:: Object point labels ::

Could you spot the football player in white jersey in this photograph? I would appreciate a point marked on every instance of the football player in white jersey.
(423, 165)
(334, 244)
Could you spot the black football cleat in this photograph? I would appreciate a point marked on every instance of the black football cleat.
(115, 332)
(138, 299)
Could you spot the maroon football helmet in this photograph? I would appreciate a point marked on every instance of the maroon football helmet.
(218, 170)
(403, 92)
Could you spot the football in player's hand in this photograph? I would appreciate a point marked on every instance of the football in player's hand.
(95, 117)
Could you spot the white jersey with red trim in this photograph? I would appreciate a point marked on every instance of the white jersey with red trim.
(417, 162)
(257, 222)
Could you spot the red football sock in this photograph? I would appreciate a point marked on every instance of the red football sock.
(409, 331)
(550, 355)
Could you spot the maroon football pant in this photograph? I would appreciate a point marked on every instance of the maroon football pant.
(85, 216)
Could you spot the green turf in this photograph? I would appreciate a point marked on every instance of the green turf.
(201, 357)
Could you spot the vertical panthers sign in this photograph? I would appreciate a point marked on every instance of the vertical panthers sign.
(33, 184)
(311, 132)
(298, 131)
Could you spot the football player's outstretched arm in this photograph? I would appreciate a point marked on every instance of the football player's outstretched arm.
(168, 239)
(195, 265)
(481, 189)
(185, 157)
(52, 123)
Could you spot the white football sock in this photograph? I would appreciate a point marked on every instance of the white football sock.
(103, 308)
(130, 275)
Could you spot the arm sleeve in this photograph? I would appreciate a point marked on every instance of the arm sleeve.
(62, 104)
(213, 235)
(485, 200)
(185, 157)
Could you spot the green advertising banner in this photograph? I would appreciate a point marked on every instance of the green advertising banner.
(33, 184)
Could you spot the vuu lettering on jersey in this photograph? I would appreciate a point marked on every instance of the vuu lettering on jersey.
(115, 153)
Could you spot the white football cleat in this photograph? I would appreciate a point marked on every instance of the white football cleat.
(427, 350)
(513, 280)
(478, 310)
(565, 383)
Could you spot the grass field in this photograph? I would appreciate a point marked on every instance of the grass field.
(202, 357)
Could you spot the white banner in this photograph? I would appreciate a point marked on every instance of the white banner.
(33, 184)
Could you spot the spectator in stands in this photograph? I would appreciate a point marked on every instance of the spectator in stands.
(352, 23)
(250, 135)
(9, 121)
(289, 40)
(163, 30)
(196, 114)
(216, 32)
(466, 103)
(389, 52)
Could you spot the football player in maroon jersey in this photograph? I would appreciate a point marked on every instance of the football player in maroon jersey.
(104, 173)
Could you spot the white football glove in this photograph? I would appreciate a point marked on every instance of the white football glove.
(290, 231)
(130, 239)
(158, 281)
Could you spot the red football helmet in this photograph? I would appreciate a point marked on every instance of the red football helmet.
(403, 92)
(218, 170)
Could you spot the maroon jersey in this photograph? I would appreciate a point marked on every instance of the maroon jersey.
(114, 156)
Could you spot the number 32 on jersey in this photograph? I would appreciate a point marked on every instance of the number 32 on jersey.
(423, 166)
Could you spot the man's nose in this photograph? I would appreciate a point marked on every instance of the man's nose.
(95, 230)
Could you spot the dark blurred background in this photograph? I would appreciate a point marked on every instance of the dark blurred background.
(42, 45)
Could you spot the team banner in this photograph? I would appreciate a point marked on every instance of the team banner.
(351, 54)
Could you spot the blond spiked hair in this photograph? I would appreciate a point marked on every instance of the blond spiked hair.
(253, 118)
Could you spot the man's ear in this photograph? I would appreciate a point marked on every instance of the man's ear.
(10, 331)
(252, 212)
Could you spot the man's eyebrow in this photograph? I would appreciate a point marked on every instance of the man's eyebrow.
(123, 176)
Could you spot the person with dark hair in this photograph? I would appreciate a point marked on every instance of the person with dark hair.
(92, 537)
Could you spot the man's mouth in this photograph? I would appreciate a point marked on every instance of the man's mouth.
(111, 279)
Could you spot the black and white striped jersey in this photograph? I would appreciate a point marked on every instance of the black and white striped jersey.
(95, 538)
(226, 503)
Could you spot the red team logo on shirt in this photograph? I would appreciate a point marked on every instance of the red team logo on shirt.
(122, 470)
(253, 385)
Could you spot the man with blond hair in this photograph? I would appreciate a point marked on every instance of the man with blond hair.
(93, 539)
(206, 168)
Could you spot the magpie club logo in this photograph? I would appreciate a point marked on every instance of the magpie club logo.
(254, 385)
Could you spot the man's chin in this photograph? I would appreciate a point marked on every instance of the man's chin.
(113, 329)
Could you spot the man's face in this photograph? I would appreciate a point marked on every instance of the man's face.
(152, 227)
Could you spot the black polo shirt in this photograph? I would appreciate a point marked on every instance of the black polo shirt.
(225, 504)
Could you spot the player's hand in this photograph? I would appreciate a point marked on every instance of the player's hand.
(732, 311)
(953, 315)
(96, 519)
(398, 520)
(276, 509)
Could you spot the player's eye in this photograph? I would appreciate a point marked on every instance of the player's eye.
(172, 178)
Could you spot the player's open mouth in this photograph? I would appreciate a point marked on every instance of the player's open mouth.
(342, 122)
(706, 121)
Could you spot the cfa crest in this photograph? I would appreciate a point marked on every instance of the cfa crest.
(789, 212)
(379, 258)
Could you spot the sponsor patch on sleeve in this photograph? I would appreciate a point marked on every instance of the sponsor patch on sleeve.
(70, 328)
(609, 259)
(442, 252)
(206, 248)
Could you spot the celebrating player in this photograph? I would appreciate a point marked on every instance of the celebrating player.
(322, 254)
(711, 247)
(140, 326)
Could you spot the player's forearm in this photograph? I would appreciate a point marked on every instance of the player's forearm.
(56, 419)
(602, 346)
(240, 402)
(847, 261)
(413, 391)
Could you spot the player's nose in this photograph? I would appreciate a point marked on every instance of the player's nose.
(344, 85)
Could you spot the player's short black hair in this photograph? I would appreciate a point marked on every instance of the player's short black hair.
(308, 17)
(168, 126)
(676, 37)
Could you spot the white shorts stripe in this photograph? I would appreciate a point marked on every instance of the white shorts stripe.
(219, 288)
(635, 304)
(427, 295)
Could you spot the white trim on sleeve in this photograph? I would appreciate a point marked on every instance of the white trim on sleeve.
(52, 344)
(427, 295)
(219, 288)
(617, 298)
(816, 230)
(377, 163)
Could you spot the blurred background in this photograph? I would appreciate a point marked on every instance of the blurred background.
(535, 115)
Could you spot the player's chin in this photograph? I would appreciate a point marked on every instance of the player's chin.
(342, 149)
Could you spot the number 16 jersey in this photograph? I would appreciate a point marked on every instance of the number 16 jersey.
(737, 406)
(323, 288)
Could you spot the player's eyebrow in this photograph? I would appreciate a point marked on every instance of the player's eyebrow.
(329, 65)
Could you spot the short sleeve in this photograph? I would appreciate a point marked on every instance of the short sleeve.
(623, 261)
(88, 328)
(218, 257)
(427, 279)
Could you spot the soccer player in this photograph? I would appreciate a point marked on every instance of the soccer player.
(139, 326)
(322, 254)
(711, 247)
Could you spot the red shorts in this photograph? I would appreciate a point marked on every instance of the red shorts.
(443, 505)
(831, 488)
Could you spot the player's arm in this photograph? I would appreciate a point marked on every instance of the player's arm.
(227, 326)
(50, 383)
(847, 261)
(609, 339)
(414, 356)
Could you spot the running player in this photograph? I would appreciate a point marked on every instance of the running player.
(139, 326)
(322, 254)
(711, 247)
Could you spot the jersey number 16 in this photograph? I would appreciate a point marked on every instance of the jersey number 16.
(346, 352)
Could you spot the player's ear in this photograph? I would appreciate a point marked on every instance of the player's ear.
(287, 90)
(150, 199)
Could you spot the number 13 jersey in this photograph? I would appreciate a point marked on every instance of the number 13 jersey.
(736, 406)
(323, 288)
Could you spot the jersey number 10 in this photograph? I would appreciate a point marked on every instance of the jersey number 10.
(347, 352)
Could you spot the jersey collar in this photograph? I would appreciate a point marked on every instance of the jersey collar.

:: Task directions ::
All lines from the one that contains "Could you spot the player's chin" through the end of the material are to be quoted exactly, with both ends included.

:: Exercise result ::
Could you spot the player's chin in this photograph? I would appreciate a point marked on every instance of the player's chin.
(342, 149)
Could you spot the number 16 jersey in this photograph? I would appreciate a point marked on every instance of the number 16 jersey.
(737, 406)
(323, 288)
Could you spot the player's eyebrow in this photograph? I would appreciate a point marked on every instance of the player's eyebrow.
(329, 65)
Could you spot the short sleeve in this photograph? I would appreciate a point marked on every instance of the short sleeve.
(623, 261)
(88, 328)
(218, 257)
(427, 279)
Could you spot the soccer player in this photograph? I would appreciate a point marked on every instance of the soccer player.
(139, 326)
(322, 254)
(711, 247)
Could you spot the red shorts in this photograph? I would appreciate a point marked on every instance of the red shorts.
(443, 505)
(831, 488)
Could you spot the player's arm in this photograph? I would appreciate a point marked on every instance of the player's arm.
(227, 326)
(50, 383)
(847, 261)
(609, 339)
(414, 356)
Could you spot the running player in this photograph? I would appreciate a point marked on every instance of the running player.
(139, 326)
(322, 254)
(711, 247)
Could you spot the jersey number 16 in this photograph? I would appreciate a point marked on every instance of the jersey number 16.
(346, 352)
Could you spot the player's ear in this photograph? I would appreciate a point marked on every instance of the player's ear.
(287, 90)
(150, 199)
Could you spot the number 13 jersey in this photograph? I would appreciate a point marked on every instance of the number 13 jersey.
(736, 406)
(323, 288)
Could you spot the jersey number 10 in this photograph? I would appreciate a point marked on every instance of the jersey number 10.
(347, 352)
Could you spot the jersey collar in this photograph? I would appreciate a point marked on every instance of the jersey collar.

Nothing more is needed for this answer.